Request 1 — Convert the entries into a JSON list of strings with one string per line, skipping blank lines. Cover only the entries starting at the line that contains "the green forest;" and ending at the last line of the entries.
*** Text shown ***
# WWE wrestling stuff



## tonino (9 Dec 2006)

Hi I hope someone out there can help me my two sons are both wrestling fanatics and am finding it difficult to get wwe products I have tried smyths toys ,toymaster , etc but found very little on offer .Is there anywere  else in  Dublin where I can source this  stuff


----------



## Sue Ellen (9 Dec 2006)

are quite good sometimes for hard to find toys also.


----------



## tonino (9 Dec 2006)

Thanks tried them but no satisfaction most items were out of  stock and unlikley to be back in stock before christmas


----------



## 90210 (9 Dec 2006)

Hi Tonino

I can tell you that i had the same problem , trawlede around Dublin for this stuff ansd eventually heard about a sHop in Artane Castle , just off the malahide road at Artane Castle . They have


----------



## 90210 (9 Dec 2006)

sorry all the wrestling toys and t shirts for ECW , WWE my kids were over the moon when we found the place. It is in Artane CASTLE shopping centre , excellent prices and the staff were really helpful , the number on the receipt is 8511423 - 01. It is just off the malahide road , Dublin 5.


----------



## Dowee (9 Dec 2006)

Smyths in Tallaght have some stuff, I saw it there the other day.


----------



## Z100 (9 Dec 2006)

tonino said:


> Hi I hope someone out there can help me my two sons are both wrestling fanatics and am finding it difficult to get wwe products I have tried smyths toys ,toymaster , etc but found very little on offer .Is there anywere else in Dublin where I can source this stuff


 
Don't know if you'd want to take a chance, time-wise, on Amazon.co.uk but they have lots of WWE stuff - 

http://www.amazon.co.uk/s/ref=sr_nr...TF8&keywords=wwe&rh=i:aps,k:wwe,i:toys&page=1


----------



## tonino (10 Dec 2006)

Thanks 90210 I rang that number today they were very helpful and told me about all the official wwe merchandice they had I am going to go to artane castle on tuesday and get sorted thanks for your help


----------
***
Request 2 — Return the portion of the forum thread starting at "sorry all the" and ending at "Dowee (9 Dec 2006)", unchanged.
*** Data excerpts ***
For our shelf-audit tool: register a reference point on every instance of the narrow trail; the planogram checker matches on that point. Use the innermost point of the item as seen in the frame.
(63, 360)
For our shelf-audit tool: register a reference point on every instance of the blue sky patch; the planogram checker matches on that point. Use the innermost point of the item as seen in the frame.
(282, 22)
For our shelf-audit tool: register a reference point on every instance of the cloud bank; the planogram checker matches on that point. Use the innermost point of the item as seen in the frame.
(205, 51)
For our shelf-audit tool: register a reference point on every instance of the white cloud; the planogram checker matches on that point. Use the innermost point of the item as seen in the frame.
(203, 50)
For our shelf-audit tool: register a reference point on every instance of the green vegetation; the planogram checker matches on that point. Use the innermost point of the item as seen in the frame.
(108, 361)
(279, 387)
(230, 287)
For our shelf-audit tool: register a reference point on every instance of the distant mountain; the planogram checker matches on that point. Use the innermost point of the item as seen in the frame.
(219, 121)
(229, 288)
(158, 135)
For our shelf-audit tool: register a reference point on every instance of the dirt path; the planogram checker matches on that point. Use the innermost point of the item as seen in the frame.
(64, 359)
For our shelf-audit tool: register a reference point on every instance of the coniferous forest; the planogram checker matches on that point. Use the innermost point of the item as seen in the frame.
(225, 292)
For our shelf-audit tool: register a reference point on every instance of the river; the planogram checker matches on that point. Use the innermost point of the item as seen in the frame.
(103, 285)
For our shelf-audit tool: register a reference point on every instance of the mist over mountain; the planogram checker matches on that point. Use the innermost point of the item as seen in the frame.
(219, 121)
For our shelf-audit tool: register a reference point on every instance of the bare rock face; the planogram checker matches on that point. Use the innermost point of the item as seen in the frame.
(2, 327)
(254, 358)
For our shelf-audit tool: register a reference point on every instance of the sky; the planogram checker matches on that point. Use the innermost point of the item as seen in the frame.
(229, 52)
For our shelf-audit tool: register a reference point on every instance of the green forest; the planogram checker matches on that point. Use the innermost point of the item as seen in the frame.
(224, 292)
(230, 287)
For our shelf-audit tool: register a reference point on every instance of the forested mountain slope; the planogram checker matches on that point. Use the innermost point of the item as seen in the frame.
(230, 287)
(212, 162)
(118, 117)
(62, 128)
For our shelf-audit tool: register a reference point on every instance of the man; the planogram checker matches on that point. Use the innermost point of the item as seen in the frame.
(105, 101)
***
Exercise output 1 —
[
  "For our shelf-audit tool: register a reference point on every instance of the green forest; the planogram checker matches on that point. Use the innermost point of the item as seen in the frame.",
  "(224, 292)",
  "(230, 287)",
  "For our shelf-audit tool: register a reference point on every instance of the forested mountain slope; the planogram checker matches on that point. Use the innermost point of the item as seen in the frame.",
  "(230, 287)",
  "(212, 162)",
  "(118, 117)",
  "(62, 128)",
  "For our shelf-audit tool: register a reference point on every instance of the man; the planogram checker matches on that point. Use the innermost point of the item as seen in the frame.",
  "(105, 101)"
]

Exercise output 2 —
sorry all the wrestling toys and t shirts for ECW , WWE my kids were over the moon when we found the place. It is in Artane CASTLE shopping centre , excellent prices and the staff were really helpful , the number on the receipt is 8511423 - 01. It is just off the malahide road , Dublin 5.


----------



## Dowee (9 Dec 2006)